[Dataset items]
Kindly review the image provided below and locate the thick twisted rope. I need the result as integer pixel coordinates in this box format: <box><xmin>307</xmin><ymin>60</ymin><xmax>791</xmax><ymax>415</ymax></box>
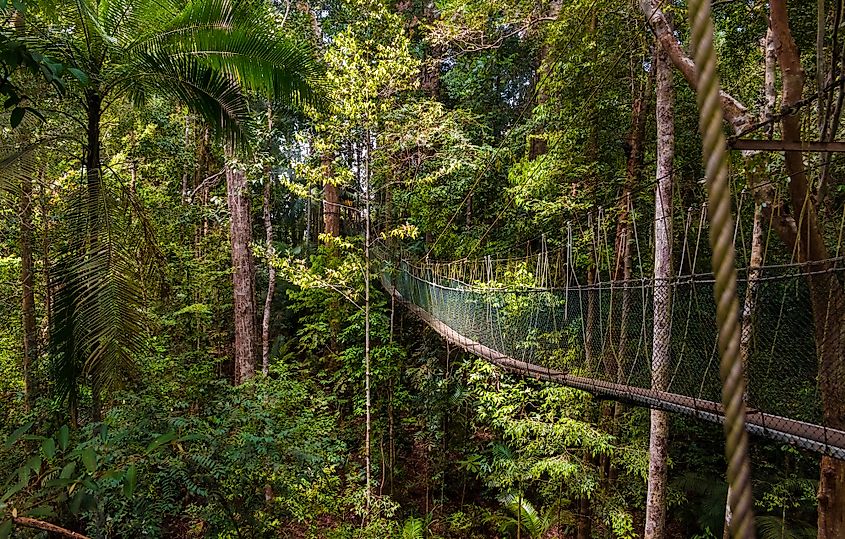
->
<box><xmin>688</xmin><ymin>0</ymin><xmax>754</xmax><ymax>539</ymax></box>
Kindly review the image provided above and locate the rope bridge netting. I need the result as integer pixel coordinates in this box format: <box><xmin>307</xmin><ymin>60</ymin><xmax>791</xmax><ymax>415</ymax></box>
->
<box><xmin>382</xmin><ymin>245</ymin><xmax>845</xmax><ymax>459</ymax></box>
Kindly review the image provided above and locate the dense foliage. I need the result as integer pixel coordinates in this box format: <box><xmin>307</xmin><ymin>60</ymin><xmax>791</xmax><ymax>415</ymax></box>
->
<box><xmin>0</xmin><ymin>0</ymin><xmax>845</xmax><ymax>539</ymax></box>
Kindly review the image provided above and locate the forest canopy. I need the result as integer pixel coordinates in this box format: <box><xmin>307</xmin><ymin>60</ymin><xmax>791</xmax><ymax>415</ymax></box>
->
<box><xmin>0</xmin><ymin>0</ymin><xmax>845</xmax><ymax>539</ymax></box>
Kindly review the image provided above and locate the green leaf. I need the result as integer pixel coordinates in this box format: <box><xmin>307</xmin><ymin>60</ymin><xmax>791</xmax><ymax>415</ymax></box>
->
<box><xmin>123</xmin><ymin>464</ymin><xmax>138</xmax><ymax>498</ymax></box>
<box><xmin>59</xmin><ymin>462</ymin><xmax>76</xmax><ymax>479</ymax></box>
<box><xmin>9</xmin><ymin>107</ymin><xmax>26</xmax><ymax>129</ymax></box>
<box><xmin>70</xmin><ymin>489</ymin><xmax>85</xmax><ymax>515</ymax></box>
<box><xmin>26</xmin><ymin>455</ymin><xmax>41</xmax><ymax>473</ymax></box>
<box><xmin>67</xmin><ymin>67</ymin><xmax>89</xmax><ymax>84</ymax></box>
<box><xmin>41</xmin><ymin>438</ymin><xmax>56</xmax><ymax>459</ymax></box>
<box><xmin>0</xmin><ymin>481</ymin><xmax>27</xmax><ymax>504</ymax></box>
<box><xmin>5</xmin><ymin>422</ymin><xmax>32</xmax><ymax>449</ymax></box>
<box><xmin>82</xmin><ymin>447</ymin><xmax>97</xmax><ymax>473</ymax></box>
<box><xmin>147</xmin><ymin>432</ymin><xmax>176</xmax><ymax>453</ymax></box>
<box><xmin>59</xmin><ymin>425</ymin><xmax>70</xmax><ymax>451</ymax></box>
<box><xmin>26</xmin><ymin>505</ymin><xmax>56</xmax><ymax>518</ymax></box>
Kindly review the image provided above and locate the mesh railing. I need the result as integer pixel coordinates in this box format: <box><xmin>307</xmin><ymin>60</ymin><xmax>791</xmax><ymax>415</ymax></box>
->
<box><xmin>383</xmin><ymin>261</ymin><xmax>845</xmax><ymax>458</ymax></box>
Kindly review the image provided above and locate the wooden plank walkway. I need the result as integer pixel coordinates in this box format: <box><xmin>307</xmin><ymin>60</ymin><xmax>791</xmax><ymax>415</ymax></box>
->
<box><xmin>382</xmin><ymin>277</ymin><xmax>845</xmax><ymax>460</ymax></box>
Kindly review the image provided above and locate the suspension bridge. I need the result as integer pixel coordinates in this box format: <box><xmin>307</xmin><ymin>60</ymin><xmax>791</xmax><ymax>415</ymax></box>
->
<box><xmin>381</xmin><ymin>212</ymin><xmax>845</xmax><ymax>459</ymax></box>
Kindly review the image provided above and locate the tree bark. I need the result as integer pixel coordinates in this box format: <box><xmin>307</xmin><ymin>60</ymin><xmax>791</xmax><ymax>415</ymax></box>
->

Problem to solve:
Render every line of the records above as a numbered list, leaving out blank lines and the pictures.

Output of the task:
1. Kindly review the image provided below and locate the thick twisted rope. I need the result as integer pixel coordinates in this box format: <box><xmin>307</xmin><ymin>60</ymin><xmax>791</xmax><ymax>415</ymax></box>
2. ->
3. <box><xmin>688</xmin><ymin>0</ymin><xmax>754</xmax><ymax>539</ymax></box>
4. Kindly review the image provided above and locate the rope bridge netting. I need the result as integer pixel coordinates in this box format: <box><xmin>307</xmin><ymin>60</ymin><xmax>791</xmax><ymax>415</ymax></box>
5. ->
6. <box><xmin>382</xmin><ymin>245</ymin><xmax>845</xmax><ymax>459</ymax></box>
7. Kindly review the image provided above and locate the dense foliage. I need the result as integer pixel coordinates in this box format: <box><xmin>307</xmin><ymin>60</ymin><xmax>791</xmax><ymax>415</ymax></box>
8. ->
9. <box><xmin>0</xmin><ymin>0</ymin><xmax>845</xmax><ymax>539</ymax></box>
10. Kindly review the image provided above and locate the forest canopy. I need the result as integer pixel coordinates in this box format: <box><xmin>307</xmin><ymin>60</ymin><xmax>791</xmax><ymax>415</ymax></box>
11. ->
12. <box><xmin>0</xmin><ymin>0</ymin><xmax>845</xmax><ymax>539</ymax></box>
13. Kindly review the image provided above and locate the green leaf. I need the result as integer pixel coordinates in this box format: <box><xmin>307</xmin><ymin>60</ymin><xmax>791</xmax><ymax>415</ymax></box>
14. ->
15. <box><xmin>123</xmin><ymin>464</ymin><xmax>138</xmax><ymax>498</ymax></box>
16. <box><xmin>59</xmin><ymin>462</ymin><xmax>76</xmax><ymax>479</ymax></box>
17. <box><xmin>9</xmin><ymin>107</ymin><xmax>26</xmax><ymax>129</ymax></box>
18. <box><xmin>70</xmin><ymin>489</ymin><xmax>85</xmax><ymax>515</ymax></box>
19. <box><xmin>26</xmin><ymin>455</ymin><xmax>41</xmax><ymax>473</ymax></box>
20. <box><xmin>67</xmin><ymin>67</ymin><xmax>89</xmax><ymax>84</ymax></box>
21. <box><xmin>41</xmin><ymin>438</ymin><xmax>56</xmax><ymax>459</ymax></box>
22. <box><xmin>0</xmin><ymin>481</ymin><xmax>27</xmax><ymax>504</ymax></box>
23. <box><xmin>5</xmin><ymin>422</ymin><xmax>32</xmax><ymax>449</ymax></box>
24. <box><xmin>82</xmin><ymin>447</ymin><xmax>97</xmax><ymax>473</ymax></box>
25. <box><xmin>147</xmin><ymin>432</ymin><xmax>176</xmax><ymax>453</ymax></box>
26. <box><xmin>59</xmin><ymin>425</ymin><xmax>70</xmax><ymax>451</ymax></box>
27. <box><xmin>26</xmin><ymin>505</ymin><xmax>56</xmax><ymax>518</ymax></box>
28. Kindly review the image provided above and locate the mesh railing. I need the result as integer pixel coordinates in this box format: <box><xmin>307</xmin><ymin>60</ymin><xmax>791</xmax><ymax>415</ymax></box>
29. ->
30. <box><xmin>383</xmin><ymin>261</ymin><xmax>845</xmax><ymax>458</ymax></box>
31. Kindly review the image provided above and locate the wooden plank walkway. I need the result as integer pixel coordinates in this box format: <box><xmin>307</xmin><ymin>60</ymin><xmax>791</xmax><ymax>415</ymax></box>
32. ->
33. <box><xmin>382</xmin><ymin>277</ymin><xmax>845</xmax><ymax>460</ymax></box>
34. Kindly review the image provided above and locate the suspension bridge. I need the result as integer pixel coordinates in this box format: <box><xmin>307</xmin><ymin>60</ymin><xmax>791</xmax><ymax>415</ymax></box>
35. ->
36. <box><xmin>381</xmin><ymin>212</ymin><xmax>845</xmax><ymax>459</ymax></box>
37. Kindly review the image provided above and locate the tree bark. I need the result as integer pixel coordinates in this box format: <box><xmin>307</xmin><ymin>60</ymin><xmax>791</xmax><ymax>415</ymax></box>
38. ->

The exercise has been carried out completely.